>> START TEXT BLOCK

Kansas (Section 319I - 1994)

Kansas is using a basin-by-basin approach to achieve water quality standards and has a statewide ranking system to assign priorities. The state works actively with local interest groups to focus and develop demonstration projects that address particular nonpoint source pollution problems.

Water Quality Problems in Hillsdale Reservoir

Water quantity is not a problem in northeastern Kansas these days, but water quality is.

The Hillsdale Reservoir in Miami County provides 1.3 million gallons of drinking water each day to more than 20,000 area residents. In addition, the 4,500-acre lake offers such recreational activities as hunting and fishing, boating, swimming, picnicking, bird watching, and sightseeing. In 1991, 214,000 visitors enjoyed activities at Hillsdale Reservoir--and some 80 fishing tournaments were held there. The reservoir, which includes a dam and lake, was designed as a U.S. Army Corps of Engineers flood control structure. Completed in 1982, it receives discharge from 17 tributaries and drainage from 144 square miles in four counties--Miami, Douglas, Franklin, and Johnson.

>> END TEXT BLOCK

◆ **WHAT THIS TASK INVOLVES**
According to the Kansas water quality text, how much drinking water does Hillsdale Reservoir supply each day? The listing that comes next is separate material and has no connection to the Kansas water quality text.

>> START DATA EXTRACT

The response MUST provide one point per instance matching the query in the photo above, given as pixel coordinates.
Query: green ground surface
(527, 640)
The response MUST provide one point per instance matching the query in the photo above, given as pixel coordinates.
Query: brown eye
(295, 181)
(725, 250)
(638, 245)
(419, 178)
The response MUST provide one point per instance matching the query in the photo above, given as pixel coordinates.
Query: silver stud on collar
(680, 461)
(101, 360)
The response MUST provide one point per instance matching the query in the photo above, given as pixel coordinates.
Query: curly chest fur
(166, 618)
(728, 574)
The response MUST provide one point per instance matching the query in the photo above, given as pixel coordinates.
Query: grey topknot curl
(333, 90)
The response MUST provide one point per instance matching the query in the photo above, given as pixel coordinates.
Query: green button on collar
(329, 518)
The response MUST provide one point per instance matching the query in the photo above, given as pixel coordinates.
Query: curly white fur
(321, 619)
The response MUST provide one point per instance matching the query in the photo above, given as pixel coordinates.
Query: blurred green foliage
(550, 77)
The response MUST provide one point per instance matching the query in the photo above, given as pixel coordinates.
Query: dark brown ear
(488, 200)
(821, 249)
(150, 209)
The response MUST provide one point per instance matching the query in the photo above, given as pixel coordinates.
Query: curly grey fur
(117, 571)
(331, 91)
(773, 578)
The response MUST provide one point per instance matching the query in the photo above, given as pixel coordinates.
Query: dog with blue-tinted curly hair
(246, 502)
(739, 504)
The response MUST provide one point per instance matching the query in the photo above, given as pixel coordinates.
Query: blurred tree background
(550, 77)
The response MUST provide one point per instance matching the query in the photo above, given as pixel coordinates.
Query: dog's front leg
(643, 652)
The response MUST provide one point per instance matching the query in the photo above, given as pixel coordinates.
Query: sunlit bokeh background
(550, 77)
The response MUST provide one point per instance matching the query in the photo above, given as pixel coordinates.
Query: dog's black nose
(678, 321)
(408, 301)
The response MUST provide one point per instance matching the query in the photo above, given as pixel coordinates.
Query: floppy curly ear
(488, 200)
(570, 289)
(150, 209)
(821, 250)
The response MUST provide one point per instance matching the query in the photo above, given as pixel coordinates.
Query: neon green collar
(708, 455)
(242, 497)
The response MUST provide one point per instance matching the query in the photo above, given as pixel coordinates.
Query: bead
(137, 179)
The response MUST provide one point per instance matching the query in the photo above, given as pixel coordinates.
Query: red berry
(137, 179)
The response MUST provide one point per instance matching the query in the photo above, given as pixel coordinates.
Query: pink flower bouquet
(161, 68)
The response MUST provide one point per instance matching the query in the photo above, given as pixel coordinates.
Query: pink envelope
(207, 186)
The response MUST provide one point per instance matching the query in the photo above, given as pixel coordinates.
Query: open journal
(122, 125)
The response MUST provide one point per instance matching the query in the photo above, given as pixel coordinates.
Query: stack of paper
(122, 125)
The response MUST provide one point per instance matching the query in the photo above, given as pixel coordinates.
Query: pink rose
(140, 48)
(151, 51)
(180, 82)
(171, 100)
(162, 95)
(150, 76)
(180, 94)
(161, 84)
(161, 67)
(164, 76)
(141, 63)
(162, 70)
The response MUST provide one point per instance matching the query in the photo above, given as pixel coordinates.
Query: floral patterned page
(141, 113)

>> END DATA EXTRACT

◆ **WORKED SOLUTION**
1.3 million gallons